[RECORDS SUPPLIED]:
--

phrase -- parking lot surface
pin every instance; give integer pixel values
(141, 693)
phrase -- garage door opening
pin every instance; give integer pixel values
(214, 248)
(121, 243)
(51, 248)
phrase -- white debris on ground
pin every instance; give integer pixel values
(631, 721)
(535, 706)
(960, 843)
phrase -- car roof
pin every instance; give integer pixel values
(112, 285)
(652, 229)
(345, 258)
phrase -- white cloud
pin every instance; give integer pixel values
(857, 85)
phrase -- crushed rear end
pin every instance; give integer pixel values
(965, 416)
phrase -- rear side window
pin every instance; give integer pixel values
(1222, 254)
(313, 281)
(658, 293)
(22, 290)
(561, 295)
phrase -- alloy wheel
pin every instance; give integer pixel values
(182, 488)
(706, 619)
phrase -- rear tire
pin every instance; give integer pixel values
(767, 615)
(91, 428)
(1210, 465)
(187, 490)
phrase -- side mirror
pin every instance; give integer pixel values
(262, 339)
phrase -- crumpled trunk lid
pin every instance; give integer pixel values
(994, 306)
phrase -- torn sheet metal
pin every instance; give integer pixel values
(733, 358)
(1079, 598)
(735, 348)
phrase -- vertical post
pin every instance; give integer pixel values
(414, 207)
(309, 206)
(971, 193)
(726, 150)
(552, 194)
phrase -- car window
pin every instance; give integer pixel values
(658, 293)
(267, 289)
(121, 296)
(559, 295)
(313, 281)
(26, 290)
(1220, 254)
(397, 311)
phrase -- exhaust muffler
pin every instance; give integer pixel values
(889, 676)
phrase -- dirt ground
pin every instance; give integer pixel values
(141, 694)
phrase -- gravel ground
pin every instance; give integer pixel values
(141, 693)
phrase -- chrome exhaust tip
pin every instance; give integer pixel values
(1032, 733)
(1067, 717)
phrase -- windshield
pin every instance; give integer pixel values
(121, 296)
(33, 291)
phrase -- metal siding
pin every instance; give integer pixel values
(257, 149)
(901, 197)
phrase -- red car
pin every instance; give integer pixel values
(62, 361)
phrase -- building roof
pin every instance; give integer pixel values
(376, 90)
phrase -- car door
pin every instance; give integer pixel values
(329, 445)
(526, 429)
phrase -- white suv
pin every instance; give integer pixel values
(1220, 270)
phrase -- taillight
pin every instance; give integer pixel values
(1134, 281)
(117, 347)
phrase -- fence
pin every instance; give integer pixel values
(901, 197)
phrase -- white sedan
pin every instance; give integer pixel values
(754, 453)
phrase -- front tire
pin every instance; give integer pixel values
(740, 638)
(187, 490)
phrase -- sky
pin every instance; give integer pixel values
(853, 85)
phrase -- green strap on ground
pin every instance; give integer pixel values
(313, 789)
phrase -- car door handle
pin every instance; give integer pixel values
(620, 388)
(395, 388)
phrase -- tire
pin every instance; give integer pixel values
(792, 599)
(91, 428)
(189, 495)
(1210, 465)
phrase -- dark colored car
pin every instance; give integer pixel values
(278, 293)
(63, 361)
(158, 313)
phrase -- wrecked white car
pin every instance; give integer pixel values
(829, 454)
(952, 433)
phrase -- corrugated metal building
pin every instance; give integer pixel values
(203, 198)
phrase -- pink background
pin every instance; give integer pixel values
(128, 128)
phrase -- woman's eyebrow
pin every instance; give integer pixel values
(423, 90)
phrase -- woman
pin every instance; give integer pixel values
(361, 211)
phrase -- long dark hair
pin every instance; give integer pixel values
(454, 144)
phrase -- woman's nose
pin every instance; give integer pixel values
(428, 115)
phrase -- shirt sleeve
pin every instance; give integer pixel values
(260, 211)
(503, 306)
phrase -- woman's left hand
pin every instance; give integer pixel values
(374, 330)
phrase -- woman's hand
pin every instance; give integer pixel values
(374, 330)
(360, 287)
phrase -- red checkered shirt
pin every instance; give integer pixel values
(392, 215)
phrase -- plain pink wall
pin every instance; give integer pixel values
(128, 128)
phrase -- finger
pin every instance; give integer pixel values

--

[TASK DESCRIPTION]:
Among the lines above, repeat exactly those from the line with "phrase -- fence" to the line with "phrase -- green strap on ground", counting both ends.

[ANSWER FOR THIS EXERCISE]:
phrase -- fence
pin every instance; give integer pixel values
(901, 197)
phrase -- white sedan
pin every instance; give integer pixel values
(754, 453)
phrase -- front tire
pin every instance; give integer pixel values
(740, 638)
(187, 490)
phrase -- sky
pin every instance; give integer pixel values
(853, 85)
phrase -- green strap on ground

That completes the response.